[Start Source data]

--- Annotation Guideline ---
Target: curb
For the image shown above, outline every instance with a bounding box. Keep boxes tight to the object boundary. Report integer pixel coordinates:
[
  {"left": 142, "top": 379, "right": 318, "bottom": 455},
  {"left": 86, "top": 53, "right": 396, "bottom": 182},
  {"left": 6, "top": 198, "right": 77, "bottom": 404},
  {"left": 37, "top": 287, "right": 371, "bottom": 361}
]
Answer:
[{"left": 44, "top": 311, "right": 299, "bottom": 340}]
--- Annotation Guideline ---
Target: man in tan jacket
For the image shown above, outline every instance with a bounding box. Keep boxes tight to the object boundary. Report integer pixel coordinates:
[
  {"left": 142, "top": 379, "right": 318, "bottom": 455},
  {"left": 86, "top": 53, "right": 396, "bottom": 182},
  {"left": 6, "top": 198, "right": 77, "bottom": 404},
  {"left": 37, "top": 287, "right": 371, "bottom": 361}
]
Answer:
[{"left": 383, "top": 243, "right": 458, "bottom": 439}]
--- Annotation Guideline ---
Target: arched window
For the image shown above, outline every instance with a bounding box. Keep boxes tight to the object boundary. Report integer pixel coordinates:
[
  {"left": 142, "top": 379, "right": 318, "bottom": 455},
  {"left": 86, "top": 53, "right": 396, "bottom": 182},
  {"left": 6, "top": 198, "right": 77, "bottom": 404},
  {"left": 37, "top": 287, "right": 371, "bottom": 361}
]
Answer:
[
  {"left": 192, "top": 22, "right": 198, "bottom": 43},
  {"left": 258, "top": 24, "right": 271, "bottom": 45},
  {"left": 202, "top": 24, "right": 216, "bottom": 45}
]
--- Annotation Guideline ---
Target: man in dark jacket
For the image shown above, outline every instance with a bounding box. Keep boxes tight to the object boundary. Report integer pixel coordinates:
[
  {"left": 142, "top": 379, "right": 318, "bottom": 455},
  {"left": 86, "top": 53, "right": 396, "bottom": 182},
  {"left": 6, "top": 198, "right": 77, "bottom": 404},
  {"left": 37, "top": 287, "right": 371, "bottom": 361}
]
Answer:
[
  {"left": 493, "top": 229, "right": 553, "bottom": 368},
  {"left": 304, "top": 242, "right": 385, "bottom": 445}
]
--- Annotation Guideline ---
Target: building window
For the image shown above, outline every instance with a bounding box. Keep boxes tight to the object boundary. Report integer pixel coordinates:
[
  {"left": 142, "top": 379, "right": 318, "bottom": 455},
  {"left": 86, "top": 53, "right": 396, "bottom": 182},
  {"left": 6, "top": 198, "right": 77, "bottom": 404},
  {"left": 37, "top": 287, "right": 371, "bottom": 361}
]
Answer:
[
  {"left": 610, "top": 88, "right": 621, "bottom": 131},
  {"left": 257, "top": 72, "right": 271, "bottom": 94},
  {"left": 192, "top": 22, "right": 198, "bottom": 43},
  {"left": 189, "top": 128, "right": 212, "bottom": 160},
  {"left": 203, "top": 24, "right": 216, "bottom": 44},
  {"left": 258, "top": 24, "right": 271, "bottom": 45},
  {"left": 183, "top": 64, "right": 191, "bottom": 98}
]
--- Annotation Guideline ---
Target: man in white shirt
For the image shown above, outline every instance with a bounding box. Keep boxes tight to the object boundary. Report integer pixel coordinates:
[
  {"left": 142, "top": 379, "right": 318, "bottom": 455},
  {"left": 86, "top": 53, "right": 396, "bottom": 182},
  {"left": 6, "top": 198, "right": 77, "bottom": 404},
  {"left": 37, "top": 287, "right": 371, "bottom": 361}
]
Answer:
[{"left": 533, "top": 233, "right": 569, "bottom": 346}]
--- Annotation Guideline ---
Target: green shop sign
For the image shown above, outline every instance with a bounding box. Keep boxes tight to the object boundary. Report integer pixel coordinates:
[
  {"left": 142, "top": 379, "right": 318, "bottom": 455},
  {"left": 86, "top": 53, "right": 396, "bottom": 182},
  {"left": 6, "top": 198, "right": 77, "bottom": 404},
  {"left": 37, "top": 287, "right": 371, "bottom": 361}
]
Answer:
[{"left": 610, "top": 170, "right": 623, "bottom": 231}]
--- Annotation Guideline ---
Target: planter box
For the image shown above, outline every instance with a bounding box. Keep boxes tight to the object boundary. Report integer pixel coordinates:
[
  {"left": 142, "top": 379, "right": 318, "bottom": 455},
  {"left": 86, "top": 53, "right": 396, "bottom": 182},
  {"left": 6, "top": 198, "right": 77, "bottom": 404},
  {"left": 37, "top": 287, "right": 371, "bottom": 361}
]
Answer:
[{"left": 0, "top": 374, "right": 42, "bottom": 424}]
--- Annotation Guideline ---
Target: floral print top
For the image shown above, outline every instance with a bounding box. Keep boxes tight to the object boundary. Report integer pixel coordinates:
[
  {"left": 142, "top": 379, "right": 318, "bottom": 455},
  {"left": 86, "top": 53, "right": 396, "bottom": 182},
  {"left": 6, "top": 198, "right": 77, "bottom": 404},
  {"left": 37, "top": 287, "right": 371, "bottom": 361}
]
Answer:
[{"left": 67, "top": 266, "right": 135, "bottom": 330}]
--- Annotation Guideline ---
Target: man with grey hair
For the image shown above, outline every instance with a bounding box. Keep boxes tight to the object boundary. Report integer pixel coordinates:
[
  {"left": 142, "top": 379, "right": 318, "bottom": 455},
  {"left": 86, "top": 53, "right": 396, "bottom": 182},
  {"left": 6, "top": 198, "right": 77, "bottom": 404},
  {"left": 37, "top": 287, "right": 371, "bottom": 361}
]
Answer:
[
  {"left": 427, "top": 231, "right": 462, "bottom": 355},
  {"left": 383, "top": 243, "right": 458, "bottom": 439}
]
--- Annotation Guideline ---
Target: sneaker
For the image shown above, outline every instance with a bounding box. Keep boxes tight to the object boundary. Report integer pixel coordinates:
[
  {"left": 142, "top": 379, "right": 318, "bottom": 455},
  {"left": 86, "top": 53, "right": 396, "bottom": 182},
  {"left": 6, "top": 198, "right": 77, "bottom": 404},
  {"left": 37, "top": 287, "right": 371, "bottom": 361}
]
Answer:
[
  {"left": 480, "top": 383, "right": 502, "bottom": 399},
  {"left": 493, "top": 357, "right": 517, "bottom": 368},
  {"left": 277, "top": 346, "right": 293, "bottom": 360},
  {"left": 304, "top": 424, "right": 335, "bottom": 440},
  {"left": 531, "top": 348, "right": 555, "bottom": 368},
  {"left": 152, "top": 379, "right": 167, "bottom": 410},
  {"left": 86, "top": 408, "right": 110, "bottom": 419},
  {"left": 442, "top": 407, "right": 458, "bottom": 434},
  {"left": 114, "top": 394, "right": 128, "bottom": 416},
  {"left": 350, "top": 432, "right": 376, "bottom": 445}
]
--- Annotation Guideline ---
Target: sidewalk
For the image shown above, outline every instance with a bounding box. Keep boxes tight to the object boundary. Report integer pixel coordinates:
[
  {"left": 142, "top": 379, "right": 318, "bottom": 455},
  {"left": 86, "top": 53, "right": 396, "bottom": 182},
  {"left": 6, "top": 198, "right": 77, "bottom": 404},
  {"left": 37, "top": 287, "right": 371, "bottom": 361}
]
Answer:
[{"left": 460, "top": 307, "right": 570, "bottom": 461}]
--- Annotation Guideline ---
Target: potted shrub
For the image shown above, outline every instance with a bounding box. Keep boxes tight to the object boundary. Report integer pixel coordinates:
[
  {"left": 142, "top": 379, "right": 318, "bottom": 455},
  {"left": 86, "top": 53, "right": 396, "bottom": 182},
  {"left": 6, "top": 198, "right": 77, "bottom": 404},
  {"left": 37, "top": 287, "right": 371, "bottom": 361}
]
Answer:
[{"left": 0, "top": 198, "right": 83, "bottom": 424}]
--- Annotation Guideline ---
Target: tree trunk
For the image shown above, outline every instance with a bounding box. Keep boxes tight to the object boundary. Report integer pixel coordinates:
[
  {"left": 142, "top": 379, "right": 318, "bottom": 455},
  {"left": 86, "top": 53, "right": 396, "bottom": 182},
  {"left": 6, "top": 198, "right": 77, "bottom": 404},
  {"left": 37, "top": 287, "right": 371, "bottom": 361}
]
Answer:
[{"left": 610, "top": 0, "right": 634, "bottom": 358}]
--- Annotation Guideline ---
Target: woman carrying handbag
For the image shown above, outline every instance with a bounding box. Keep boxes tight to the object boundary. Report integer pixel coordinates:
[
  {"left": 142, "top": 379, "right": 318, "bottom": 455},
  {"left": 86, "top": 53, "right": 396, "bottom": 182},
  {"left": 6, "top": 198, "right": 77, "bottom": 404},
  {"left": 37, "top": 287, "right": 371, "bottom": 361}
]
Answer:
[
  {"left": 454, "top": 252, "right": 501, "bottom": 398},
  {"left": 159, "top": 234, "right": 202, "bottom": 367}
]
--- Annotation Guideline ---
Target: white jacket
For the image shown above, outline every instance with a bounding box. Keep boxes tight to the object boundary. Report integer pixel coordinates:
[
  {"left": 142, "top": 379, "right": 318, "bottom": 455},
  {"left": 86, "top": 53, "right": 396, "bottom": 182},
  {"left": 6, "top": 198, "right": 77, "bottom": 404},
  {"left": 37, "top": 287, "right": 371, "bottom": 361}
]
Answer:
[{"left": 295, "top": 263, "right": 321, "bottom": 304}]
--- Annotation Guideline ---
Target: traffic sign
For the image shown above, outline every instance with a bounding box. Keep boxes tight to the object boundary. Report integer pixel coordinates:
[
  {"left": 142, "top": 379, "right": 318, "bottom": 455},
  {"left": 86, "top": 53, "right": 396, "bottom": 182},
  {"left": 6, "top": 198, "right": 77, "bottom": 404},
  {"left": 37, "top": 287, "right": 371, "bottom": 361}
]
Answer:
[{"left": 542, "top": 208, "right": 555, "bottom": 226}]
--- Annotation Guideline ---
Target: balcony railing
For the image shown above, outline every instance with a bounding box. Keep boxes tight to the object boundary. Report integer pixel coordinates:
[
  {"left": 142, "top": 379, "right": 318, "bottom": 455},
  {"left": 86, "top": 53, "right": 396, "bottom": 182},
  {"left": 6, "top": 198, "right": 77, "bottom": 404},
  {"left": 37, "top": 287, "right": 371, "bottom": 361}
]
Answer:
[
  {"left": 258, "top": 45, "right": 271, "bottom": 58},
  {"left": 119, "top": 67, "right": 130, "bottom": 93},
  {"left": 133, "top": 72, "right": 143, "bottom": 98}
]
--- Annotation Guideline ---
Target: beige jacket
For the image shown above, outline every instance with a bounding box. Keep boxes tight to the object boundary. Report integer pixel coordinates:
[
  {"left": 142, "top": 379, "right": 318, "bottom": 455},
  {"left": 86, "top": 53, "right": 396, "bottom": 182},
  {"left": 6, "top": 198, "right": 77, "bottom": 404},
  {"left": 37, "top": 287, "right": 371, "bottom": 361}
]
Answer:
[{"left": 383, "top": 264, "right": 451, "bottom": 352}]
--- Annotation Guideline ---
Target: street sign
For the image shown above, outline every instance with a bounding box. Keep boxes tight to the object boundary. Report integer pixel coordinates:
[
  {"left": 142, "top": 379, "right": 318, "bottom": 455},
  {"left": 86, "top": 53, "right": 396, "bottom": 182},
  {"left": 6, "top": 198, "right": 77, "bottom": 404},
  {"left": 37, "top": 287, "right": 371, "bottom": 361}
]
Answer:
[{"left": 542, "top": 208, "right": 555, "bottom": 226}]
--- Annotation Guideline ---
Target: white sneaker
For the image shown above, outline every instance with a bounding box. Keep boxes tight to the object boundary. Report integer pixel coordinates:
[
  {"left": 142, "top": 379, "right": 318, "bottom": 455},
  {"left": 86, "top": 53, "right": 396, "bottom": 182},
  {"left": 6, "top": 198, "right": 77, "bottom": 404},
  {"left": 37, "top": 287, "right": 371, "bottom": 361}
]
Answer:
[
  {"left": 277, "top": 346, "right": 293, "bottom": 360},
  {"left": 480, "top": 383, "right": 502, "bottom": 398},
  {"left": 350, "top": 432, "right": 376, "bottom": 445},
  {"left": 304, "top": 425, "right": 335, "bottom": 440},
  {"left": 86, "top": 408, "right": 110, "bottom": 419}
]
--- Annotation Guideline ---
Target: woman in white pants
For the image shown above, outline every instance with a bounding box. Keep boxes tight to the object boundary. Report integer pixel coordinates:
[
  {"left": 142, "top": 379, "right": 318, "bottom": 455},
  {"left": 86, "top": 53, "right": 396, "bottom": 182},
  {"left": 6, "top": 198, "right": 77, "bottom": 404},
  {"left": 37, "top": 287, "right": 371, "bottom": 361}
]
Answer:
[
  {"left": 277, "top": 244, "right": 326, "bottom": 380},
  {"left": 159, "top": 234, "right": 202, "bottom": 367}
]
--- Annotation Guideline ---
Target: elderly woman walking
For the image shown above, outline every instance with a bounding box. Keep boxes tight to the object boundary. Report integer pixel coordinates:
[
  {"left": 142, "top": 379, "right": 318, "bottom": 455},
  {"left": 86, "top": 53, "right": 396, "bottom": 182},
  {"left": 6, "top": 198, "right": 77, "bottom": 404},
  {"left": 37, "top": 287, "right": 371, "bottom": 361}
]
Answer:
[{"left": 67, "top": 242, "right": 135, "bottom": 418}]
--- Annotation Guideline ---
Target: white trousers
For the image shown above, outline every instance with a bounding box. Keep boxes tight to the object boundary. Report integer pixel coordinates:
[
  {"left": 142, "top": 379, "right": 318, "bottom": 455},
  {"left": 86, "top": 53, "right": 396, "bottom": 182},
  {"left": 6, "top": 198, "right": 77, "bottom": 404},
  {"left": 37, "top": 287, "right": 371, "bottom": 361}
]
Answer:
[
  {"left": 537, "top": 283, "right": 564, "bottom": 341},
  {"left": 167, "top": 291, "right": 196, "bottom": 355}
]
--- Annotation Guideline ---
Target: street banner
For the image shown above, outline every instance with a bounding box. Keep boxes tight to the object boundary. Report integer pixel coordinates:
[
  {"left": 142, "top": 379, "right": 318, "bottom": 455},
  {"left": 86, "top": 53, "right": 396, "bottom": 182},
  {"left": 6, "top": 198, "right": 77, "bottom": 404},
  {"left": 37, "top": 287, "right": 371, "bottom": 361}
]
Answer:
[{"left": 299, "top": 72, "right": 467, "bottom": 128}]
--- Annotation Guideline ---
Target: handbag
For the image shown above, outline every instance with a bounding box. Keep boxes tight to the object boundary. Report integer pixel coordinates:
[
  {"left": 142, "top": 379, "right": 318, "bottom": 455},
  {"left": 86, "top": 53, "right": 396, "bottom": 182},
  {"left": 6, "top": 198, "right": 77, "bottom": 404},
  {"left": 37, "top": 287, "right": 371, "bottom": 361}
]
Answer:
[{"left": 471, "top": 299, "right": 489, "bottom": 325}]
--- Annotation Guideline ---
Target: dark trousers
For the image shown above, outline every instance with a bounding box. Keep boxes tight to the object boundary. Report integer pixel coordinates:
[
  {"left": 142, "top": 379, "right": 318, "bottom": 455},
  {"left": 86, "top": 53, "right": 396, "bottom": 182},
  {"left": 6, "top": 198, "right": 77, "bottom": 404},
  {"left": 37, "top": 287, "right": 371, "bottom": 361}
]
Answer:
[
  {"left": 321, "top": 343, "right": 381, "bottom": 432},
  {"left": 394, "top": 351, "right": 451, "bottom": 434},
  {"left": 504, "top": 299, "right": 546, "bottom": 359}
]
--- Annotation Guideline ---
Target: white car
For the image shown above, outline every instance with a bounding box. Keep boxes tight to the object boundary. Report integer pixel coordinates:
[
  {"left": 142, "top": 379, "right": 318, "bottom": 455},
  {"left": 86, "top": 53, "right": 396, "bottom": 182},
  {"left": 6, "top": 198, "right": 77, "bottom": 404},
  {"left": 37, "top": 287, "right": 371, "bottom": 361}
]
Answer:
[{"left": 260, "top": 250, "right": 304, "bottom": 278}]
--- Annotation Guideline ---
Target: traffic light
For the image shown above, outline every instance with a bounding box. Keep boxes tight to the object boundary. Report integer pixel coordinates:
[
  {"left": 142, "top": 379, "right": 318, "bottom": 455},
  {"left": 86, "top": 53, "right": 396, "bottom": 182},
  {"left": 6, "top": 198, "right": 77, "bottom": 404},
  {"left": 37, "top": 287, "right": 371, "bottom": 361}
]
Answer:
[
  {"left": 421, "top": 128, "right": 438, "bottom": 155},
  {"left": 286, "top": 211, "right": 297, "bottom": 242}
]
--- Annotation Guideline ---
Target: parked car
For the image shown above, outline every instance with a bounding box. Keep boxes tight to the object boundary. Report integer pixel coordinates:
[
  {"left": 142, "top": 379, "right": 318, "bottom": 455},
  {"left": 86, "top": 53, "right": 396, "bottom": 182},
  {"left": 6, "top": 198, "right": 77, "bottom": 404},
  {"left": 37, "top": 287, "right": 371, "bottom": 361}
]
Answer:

[End Source data]

» Goal: Find every line in the rows above that contains the word "street", treating uppercase and lowercase as different, and copy each of those lines.

» Output of the exercise:
Target: street sign
Target: street banner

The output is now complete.